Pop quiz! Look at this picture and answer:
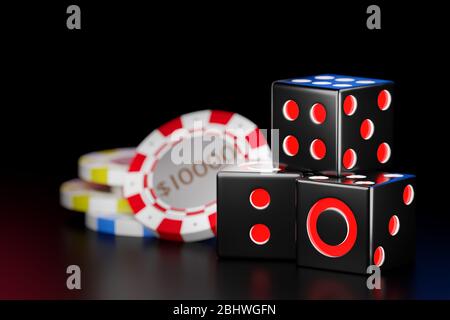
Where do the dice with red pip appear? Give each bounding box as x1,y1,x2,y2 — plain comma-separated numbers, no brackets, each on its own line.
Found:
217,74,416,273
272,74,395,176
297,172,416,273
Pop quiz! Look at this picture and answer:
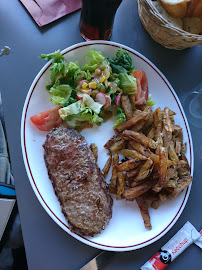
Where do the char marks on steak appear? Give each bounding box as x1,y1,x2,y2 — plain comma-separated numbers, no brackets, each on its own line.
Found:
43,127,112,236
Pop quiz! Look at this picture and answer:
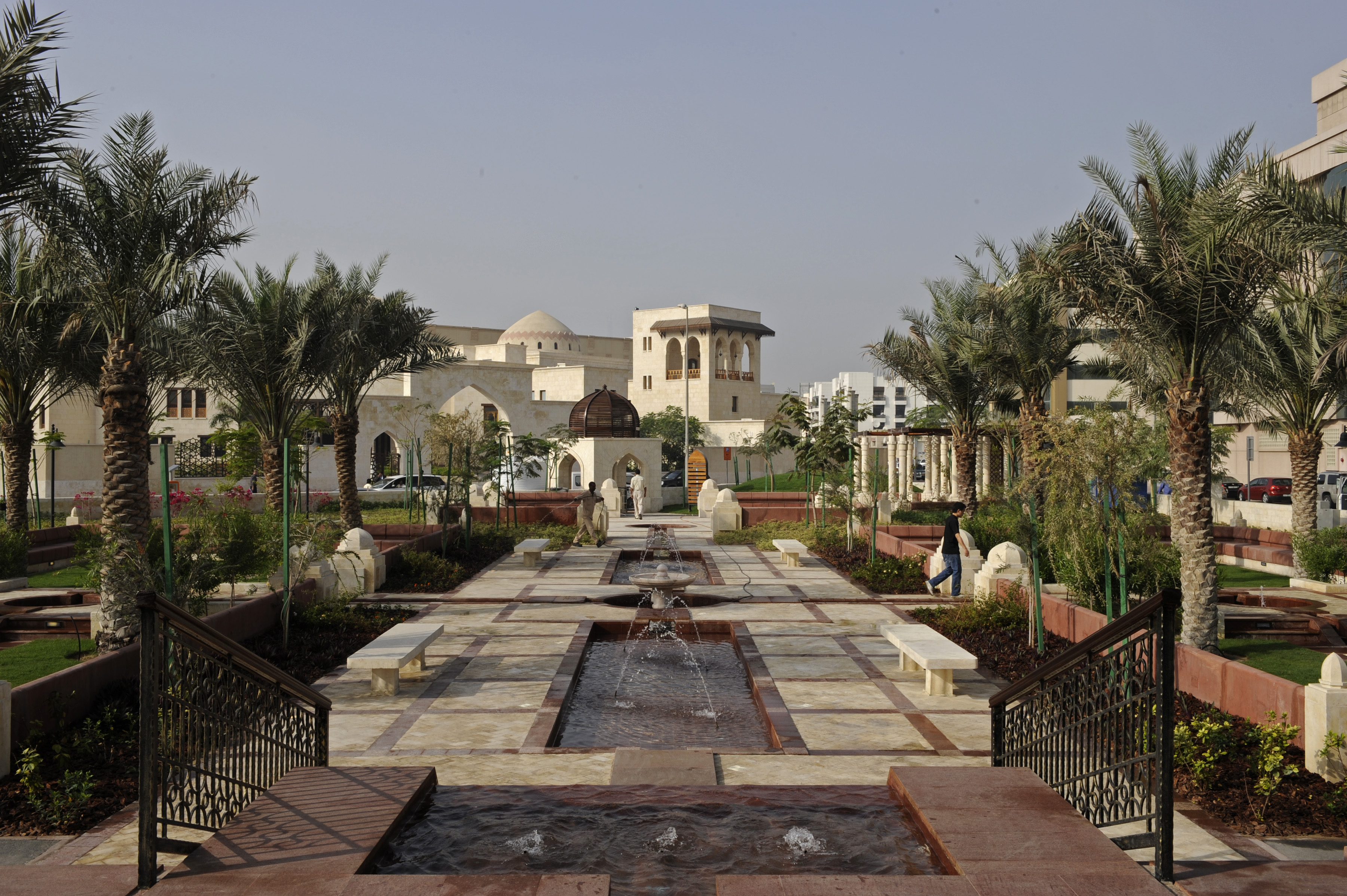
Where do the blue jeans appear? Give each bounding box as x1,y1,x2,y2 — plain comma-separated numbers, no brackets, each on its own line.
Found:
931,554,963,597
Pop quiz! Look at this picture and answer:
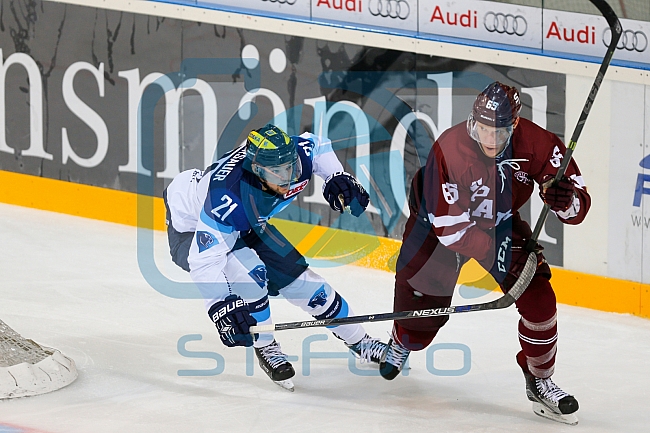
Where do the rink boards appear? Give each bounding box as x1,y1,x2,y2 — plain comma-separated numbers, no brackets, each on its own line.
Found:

·····

*Written task*. Retype every line of the records above word for word, leaving out the pictures.

*Solution below*.
Pop quiz! Look at this picture and answer:
Where do the dice with red pip appear? Give each bounding box as x1,y1,x2,y2 — plain comma-separated numbers, no brackets, each on its own line.
Found:
217,74,416,273
272,74,395,176
297,172,416,273
Pop quiz! Look at this picture and answer:
Where do the char marks on steak appear? Give each bounding box as x1,y1,x2,y2 — plain comma-separated numbers, no brackets, each on its own line.
Found:
43,127,112,236
Pop quiz! Look at this picture and answer:
Where do the blue jeans appear? Give each bounding box as x1,y1,x2,y2 — plain comma-separated numbers, no brackets, each on its own line.
Found:
931,554,963,597
Pop quiz! Look at this picture and answer:
Where do the rink boards appear? Give each bounding box as x1,y1,x2,y2 — plain comma-separated numbers, no brackets, each on its own line.
Found:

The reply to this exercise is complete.